Your instructions:
Find the line containing "column 75, row 23" in the data below, then output that line and each one after it exactly, with nothing else.

Records for this exercise:
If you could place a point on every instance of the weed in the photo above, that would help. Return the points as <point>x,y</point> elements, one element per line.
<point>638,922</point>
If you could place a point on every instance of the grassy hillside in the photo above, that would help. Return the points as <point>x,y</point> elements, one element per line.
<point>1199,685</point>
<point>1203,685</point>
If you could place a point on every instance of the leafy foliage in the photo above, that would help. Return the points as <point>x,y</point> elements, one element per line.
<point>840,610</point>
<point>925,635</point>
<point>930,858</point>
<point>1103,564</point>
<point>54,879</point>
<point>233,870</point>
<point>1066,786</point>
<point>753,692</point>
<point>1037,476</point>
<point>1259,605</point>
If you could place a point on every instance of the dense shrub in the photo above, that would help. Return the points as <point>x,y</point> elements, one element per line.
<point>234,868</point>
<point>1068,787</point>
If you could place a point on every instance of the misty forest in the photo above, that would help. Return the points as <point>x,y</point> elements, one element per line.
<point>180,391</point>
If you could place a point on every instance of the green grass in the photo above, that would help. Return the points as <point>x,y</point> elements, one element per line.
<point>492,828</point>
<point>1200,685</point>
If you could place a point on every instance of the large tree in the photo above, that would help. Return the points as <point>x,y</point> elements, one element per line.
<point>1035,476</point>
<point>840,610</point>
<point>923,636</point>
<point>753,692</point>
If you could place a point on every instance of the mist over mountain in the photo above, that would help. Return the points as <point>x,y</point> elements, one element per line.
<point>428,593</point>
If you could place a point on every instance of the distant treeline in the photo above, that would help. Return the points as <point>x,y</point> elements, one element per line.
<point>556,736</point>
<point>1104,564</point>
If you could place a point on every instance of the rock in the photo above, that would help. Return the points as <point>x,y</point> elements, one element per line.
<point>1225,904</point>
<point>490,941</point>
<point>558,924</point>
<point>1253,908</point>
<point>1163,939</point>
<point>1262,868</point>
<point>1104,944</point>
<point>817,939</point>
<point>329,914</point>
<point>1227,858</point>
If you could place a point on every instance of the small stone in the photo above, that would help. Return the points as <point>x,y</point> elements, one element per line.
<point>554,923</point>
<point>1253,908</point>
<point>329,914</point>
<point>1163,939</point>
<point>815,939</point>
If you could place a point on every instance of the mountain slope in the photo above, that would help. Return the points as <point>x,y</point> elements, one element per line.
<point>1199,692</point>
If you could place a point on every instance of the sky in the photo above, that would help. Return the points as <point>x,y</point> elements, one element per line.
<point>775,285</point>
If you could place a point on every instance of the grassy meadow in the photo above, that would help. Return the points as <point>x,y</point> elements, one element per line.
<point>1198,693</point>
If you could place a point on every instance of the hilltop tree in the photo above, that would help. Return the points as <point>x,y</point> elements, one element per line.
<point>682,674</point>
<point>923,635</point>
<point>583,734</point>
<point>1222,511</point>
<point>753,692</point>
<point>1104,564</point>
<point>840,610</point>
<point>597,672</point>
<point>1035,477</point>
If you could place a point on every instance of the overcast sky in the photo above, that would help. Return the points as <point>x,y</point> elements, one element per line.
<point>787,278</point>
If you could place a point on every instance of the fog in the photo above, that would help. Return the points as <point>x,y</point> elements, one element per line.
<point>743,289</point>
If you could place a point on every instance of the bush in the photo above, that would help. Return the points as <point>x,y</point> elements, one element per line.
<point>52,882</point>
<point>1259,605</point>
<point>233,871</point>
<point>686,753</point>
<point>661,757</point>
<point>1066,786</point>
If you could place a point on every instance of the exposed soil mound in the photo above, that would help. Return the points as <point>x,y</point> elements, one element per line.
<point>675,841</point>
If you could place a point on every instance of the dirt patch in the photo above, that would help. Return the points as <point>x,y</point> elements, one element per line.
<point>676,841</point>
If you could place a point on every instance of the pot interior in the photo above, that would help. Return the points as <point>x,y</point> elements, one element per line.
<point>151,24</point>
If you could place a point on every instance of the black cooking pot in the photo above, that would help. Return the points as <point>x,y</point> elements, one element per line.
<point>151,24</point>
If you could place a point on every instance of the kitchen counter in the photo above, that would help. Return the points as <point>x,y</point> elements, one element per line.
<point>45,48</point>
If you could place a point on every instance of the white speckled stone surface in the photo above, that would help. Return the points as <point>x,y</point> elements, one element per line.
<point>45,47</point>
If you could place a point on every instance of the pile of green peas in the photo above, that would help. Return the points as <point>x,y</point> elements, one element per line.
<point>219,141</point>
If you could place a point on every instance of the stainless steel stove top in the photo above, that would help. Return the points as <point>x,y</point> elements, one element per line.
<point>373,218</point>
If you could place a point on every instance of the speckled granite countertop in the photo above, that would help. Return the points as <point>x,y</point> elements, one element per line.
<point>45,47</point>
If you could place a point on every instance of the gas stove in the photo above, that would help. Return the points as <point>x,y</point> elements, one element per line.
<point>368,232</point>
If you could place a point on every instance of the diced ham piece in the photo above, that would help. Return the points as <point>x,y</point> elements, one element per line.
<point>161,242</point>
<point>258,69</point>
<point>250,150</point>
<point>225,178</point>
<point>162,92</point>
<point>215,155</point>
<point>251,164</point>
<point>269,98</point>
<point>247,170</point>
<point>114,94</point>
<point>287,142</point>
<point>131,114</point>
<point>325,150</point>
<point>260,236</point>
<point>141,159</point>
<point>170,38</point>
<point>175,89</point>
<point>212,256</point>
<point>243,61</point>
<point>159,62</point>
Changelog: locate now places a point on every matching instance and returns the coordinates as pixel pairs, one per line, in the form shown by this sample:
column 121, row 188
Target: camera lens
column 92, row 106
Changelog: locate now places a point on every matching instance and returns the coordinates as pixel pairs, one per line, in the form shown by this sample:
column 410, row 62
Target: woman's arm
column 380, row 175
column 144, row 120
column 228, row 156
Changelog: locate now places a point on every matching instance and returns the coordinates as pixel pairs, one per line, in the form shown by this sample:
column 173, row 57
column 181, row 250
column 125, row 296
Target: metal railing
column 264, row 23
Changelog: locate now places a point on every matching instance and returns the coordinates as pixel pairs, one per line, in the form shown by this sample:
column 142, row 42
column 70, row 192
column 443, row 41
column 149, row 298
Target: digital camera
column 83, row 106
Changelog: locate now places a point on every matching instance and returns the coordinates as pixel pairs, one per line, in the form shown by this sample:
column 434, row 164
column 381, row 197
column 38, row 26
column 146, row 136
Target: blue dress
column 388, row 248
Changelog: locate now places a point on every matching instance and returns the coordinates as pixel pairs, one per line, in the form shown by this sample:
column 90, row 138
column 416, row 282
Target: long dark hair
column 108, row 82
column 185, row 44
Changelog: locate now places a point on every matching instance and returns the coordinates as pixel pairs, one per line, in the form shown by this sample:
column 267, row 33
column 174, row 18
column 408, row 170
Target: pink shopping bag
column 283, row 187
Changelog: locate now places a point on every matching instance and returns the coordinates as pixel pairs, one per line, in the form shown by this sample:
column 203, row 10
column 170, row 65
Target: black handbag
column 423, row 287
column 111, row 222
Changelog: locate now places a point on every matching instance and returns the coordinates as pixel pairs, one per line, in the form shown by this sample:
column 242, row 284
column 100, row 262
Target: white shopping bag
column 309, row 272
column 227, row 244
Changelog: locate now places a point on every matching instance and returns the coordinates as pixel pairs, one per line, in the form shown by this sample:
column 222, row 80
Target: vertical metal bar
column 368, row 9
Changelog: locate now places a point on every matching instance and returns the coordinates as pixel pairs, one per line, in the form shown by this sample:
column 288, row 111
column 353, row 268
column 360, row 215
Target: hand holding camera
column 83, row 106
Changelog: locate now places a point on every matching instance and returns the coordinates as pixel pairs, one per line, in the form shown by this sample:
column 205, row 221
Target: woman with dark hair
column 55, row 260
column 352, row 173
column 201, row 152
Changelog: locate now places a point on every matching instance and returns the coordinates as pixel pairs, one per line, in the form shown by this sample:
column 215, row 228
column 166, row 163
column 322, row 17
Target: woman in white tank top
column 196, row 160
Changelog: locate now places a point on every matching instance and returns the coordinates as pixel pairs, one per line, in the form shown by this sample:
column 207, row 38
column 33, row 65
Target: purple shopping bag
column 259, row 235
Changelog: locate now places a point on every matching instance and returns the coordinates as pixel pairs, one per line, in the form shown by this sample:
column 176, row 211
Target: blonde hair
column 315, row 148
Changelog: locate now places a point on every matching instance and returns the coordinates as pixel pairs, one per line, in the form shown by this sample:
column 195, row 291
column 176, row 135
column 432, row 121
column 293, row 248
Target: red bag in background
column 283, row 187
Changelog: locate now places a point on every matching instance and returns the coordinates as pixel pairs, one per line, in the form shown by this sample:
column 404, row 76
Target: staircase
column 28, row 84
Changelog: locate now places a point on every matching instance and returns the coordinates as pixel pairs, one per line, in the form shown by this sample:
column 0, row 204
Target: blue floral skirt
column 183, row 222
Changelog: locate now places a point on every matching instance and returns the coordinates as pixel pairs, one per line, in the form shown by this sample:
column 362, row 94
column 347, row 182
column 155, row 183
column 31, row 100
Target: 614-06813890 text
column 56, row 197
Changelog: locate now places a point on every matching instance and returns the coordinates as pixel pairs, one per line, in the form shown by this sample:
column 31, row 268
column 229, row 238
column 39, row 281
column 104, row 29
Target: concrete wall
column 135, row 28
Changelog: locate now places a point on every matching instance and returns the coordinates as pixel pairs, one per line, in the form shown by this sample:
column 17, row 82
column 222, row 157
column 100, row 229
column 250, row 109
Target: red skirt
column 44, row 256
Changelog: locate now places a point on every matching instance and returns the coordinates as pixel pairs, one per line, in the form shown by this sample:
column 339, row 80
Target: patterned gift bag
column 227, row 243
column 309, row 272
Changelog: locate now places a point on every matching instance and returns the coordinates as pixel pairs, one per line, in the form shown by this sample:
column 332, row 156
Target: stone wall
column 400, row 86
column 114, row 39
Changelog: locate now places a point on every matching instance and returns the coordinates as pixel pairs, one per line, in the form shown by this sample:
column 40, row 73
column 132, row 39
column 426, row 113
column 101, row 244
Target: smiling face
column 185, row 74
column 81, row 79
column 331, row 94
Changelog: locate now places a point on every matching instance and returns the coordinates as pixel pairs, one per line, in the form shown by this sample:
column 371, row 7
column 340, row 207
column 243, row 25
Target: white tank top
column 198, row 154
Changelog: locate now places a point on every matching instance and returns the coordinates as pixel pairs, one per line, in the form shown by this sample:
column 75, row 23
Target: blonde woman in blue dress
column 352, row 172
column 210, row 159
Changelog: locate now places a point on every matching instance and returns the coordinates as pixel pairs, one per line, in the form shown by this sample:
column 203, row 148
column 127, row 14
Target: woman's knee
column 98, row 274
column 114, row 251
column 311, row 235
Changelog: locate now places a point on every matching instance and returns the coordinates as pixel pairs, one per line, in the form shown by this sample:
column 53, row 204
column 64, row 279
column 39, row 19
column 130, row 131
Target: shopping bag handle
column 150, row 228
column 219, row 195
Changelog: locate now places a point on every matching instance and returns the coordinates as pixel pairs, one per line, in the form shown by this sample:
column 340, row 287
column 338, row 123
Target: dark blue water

Result:
column 75, row 23
Target: blonde woman in blue dress
column 352, row 172
column 210, row 159
Changelog: locate now places a point on every matching instance and returns the coordinates as pixel pairs, one per line, in the form shown by this sample:
column 203, row 148
column 127, row 14
Target: woman's knee
column 98, row 274
column 114, row 251
column 311, row 235
Changelog: locate now places a point on every matching instance and returns the coordinates as pixel pairs, one per line, in the form shown by this sample:
column 53, row 204
column 64, row 279
column 39, row 19
column 130, row 131
Target: shopping bag handle
column 150, row 228
column 219, row 195
Changelog: locate now places a point on every matching instance and returns the coordinates as pixel pairs, one per line, in the form shown by this sample:
column 340, row 287
column 338, row 123
Target: dark blue water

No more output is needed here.